Taken from Volume 1 of the G.D.O.D. (Get Dough or Die) mixtape series, the song “Problems” features another reference to the God of Thunder, this time taking note of his fearsome weapon, Mjölnir.
In the comics and the Marvel movies that followed, this hammer helps Thor channel his power and become one of the most formidable superheroes who ever lived. Here, B.o.B. likens the mystical weapon to his penis. If you’re going to compare yourself to an immortal deity of great strength, then you might as well go all the way, although we can’t help but wonder what actor Chris Hemsworth might have to say about the song.
Lyric: “Couldn’t see me as Spider-Man, but now I’m spittin’ venom/Now you payin’ attention, pick your fucking face up/When I wanna be a superhero, I just wake up.”
Your friendly neighborhood rapper has had a long and tangled history with Spider-Man, lobbying to play the Wallcrawler as far back as 2010.
While a viral campaign backed by the hashtag #Donald4Spiderman didn’t net him the role, Glover later made good on the lyrics printed above, eventually voicing Miles Morales on Disney XD’s Ultimate Spider-Man animated series.
Although he’s yet to play the Webslinger in real life, Glover subsequently starred in the Marvel movie Spider-Man: Homecoming as the uncle of Miles Morales, the future Spidey, and even began to script an animated series for his buddy, Deadpool, before FX cancelled it. An honorary mention also goes out to the mighty wordplay found in the song “Yaphet Kotto” where Glover spits the line “That OG, I might OD so Avengers keep it Loki (AHH).”

● **AIM OF THE EXERCISE**
From the excerpt on superhero references in rap lyrics, copy out word for word the part that begins with the words containing "In the comics" and ends with "back as 2010.".

Pointing data for regions
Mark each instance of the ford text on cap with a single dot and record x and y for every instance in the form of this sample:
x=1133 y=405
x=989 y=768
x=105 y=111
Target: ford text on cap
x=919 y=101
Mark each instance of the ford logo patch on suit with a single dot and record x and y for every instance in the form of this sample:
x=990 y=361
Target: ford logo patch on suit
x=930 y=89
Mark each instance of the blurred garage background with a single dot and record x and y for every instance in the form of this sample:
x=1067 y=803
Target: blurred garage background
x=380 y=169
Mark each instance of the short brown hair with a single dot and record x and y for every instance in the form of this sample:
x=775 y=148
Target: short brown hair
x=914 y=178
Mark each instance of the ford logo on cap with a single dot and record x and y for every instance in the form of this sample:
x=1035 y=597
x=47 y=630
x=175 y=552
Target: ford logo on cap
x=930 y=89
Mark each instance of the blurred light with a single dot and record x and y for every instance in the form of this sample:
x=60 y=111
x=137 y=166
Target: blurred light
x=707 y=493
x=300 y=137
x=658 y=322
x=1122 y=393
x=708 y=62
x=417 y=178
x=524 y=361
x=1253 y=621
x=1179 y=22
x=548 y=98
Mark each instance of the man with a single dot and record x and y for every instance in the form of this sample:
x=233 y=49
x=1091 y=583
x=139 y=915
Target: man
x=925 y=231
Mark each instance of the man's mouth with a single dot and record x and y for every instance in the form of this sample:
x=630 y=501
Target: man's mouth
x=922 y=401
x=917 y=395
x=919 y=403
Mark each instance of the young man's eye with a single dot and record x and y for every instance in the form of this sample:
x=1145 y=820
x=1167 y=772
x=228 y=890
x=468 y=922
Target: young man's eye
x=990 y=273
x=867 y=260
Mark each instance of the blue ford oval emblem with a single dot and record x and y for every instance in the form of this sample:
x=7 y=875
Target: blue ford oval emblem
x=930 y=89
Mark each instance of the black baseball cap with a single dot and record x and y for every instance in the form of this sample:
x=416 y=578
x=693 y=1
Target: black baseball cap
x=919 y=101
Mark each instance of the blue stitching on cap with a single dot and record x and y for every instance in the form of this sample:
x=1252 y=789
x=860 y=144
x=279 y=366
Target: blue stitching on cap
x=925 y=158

● **TASK RESPONSE**
In the comics and the Marvel movies that followed, this hammer helps Thor channel his power and become one of the most formidable superheroes who ever lived. Here, B.o.B. likens the mystical weapon to his penis. If you’re going to compare yourself to an immortal deity of great strength, then you might as well go all the way, although we can’t help but wonder what actor Chris Hemsworth might have to say about the song.
Lyric: “Couldn’t see me as Spider-Man, but now I’m spittin’ venom/Now you payin’ attention, pick your fucking face up/When I wanna be a superhero, I just wake up.”
Your friendly neighborhood rapper has had a long and tangled history with Spider-Man, lobbying to play the Wallcrawler as far back as 2010.